▸ Task A:
Answer these questions using the methods text:
(i) How many disease-gene associations made up the set used in the leave-one-out cross-validation for performance evaluation?
(ii) Which value of the restart probability r was PhenoRank run with?
(iii) If an OMIM disease mapped to multiple third-level DO terms, which DO term was used to classify it?
▸ Task B: Return everything in the methods text from "2.11. Disease classes" down to "of classes considered.", copied word for word.

▸ Text:
Leave-one-out cross-validation was completed using a set of 2,708 associations between diseases that can be input into all four methods, and genes that can be scored by all four methods. In each cross-validation trial, an association from this set (between disease Di and gene gj ∈ Si) was masked (i.e. removed from the data used by each method). Each method was then run using disease Di as input. All other genes associated with disease Di (gk ∈ Si, k ≠ j) and genes not scored by all four methods were excluded from the results. The score of gene gj relative to the scores of the other genes in the results was used to evaluate the performance of each method. This process was repeated for each of the 2,708 disease-gene associations. Receiver operating characteristic (ROC) curves and the areas under these curves (AUCs) were computed using the pROC R package (Robin et al., 2011).

2.10. Selecting method parameters

Scores propagated across a network using the RWR algorithm converge on a steady-state distribution (Cowen et al., 2017). To determine the number of RWR algorithm iterations required by PhenoRank for convergence, we ran PhenoRank using 200 randomly selected OMIM terms and calculated the mean absolute difference between the gene scores computed using between 1 and 29 iterations, and the gene scores computed using 30 iterations, demonstrating that scores converge and that the mean absolute change in gene score after 20 iterations is <10-5 for all tested parameters (Supplementary Figure 6A). We next conducted leave-one-out cross-validation to select an optimal value for restart probability r, using only the 2,977 disease-gene associations reported by ClinVar, OMIM or UniProtKB that were not in the set of 2,708 associations used in performance evaluation. This ensured that parameter selection and performance evaluation were independent, therefore avoiding circularity. PhenoRank performs optimally when r=0.1 (Supplementary Table 4) and we therefore ran PhenoRank using 20 iterations and r=0.1. We used the same approach to determine the number of RWR algorithm iterations required by PRINCE and select optimal values for the two PRINCE parameters (α and c). Convergence is achieved by 20 iterations (Supplementary Figure 6B) and performance is optimal when α=0.5 and c=-15 (Supplementary Table 4), and we therefore ran PRINCE using these values.

2.11. Disease classes

A disease class was identified for each OMIM disease using the ontological structure of the DO (Supplementary Table 5). Each OMIM disease was first mapped to a DO term using the cross references provided by the DO. Ancestors of these DO terms at the third level of the DO were then identified and these broader disease definitions used as disease classes. If an OMIM disease mapped to multiple third-level DO terms, then the third-level DO term mapped to the greatest number of OMIM diseases was used to classify the disease, to reduce the number of classes considered.

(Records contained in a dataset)
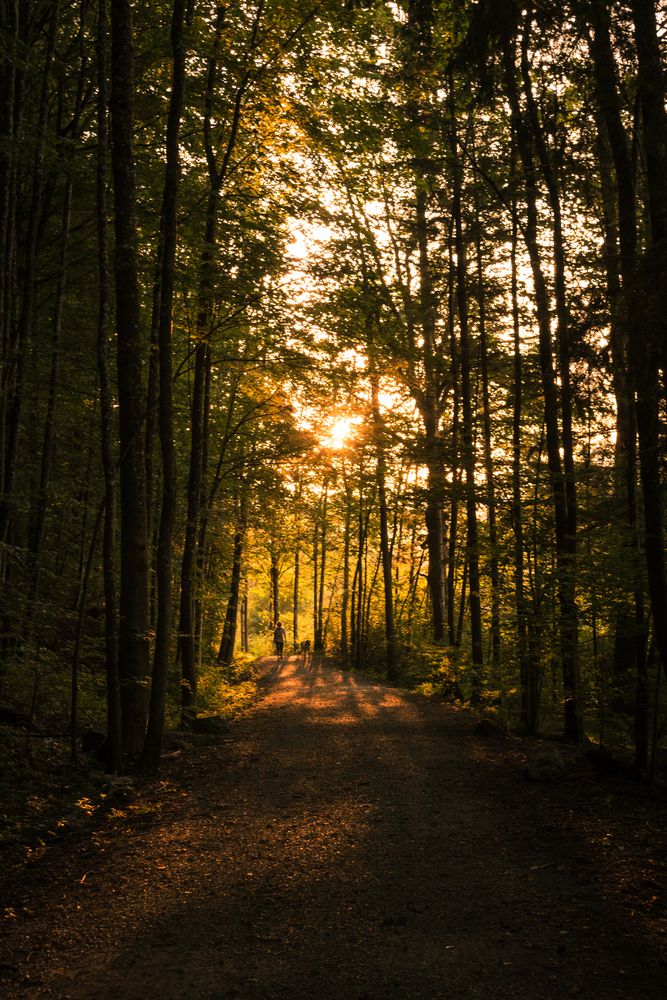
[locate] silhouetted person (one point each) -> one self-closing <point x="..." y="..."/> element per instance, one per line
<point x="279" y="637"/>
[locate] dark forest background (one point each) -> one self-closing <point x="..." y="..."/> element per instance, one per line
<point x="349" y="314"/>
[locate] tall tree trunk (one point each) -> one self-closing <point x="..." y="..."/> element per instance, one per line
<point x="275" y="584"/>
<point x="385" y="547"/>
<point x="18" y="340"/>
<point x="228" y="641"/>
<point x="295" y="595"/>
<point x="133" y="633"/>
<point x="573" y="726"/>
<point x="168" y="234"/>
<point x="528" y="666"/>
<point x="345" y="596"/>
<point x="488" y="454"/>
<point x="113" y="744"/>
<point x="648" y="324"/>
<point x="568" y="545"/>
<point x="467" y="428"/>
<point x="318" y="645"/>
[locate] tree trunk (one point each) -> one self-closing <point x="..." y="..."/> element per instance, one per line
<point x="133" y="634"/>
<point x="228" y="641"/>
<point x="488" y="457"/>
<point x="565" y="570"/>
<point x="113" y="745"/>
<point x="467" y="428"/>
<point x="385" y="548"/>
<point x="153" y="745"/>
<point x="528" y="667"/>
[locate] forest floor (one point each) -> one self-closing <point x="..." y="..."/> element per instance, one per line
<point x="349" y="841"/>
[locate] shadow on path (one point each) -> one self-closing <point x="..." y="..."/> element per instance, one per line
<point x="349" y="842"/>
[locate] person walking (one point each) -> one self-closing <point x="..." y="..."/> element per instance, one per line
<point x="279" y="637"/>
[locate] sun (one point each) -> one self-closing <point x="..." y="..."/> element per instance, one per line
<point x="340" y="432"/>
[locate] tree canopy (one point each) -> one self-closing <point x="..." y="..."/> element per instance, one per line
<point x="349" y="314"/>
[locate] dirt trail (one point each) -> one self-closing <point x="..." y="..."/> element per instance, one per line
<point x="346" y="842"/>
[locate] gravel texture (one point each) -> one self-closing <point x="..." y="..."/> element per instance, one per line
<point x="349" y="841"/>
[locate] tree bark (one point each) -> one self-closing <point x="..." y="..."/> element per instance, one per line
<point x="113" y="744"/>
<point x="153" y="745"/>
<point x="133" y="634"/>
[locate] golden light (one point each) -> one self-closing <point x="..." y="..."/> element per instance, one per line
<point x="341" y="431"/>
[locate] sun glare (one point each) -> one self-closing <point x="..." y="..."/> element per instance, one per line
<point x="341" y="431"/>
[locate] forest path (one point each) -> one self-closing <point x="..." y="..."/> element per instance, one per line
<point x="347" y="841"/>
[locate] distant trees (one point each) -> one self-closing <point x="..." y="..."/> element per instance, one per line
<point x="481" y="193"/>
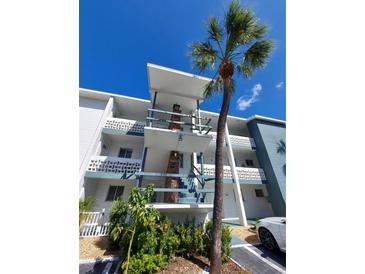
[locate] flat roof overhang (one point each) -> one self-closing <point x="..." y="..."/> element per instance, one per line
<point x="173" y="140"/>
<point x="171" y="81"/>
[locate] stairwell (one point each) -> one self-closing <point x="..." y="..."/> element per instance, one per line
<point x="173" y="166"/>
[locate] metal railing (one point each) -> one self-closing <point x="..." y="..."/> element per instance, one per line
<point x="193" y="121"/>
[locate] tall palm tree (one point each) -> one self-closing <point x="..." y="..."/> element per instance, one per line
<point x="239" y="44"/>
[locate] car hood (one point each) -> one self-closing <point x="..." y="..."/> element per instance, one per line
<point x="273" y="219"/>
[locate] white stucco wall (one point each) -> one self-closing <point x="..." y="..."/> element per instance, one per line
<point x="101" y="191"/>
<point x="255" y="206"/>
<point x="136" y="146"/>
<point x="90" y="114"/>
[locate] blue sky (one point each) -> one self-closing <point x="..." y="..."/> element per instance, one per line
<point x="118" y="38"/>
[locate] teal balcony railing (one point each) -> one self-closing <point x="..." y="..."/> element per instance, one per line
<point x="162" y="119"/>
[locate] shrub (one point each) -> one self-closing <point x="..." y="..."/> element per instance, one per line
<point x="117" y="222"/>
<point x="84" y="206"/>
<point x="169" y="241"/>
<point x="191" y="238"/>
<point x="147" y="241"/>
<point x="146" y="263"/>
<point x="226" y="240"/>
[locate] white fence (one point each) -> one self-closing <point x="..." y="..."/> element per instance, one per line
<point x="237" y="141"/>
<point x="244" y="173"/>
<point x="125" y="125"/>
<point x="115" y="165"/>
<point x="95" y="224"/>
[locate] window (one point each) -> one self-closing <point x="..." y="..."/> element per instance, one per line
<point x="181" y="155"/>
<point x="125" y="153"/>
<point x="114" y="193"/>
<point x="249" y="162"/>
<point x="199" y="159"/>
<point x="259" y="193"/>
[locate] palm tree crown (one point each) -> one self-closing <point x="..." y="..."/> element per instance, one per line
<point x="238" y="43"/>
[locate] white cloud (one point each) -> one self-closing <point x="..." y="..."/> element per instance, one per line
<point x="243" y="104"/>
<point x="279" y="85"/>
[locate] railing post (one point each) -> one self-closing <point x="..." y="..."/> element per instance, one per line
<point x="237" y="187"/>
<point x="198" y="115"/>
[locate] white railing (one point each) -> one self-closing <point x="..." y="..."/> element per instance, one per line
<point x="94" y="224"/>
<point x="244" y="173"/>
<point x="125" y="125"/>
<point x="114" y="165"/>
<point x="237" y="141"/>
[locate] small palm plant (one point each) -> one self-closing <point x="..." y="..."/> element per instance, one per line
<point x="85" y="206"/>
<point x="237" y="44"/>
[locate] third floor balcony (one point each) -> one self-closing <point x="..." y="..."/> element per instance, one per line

▸ Response A:
(i) 2,708
(ii) r=0.1
(iii) The third-level DO term mapped to the greatest number of OMIM diseases

▸ Response B:
2.11. Disease classes

A disease class was identified for each OMIM disease using the ontological structure of the DO (Supplementary Table 5). Each OMIM disease was first mapped to a DO term using the cross references provided by the DO. Ancestors of these DO terms at the third level of the DO were then identified and these broader disease definitions used as disease classes. If an OMIM disease mapped to multiple third-level DO terms, then the third-level DO term mapped to the greatest number of OMIM diseases was used to classify the disease, to reduce the number of classes considered.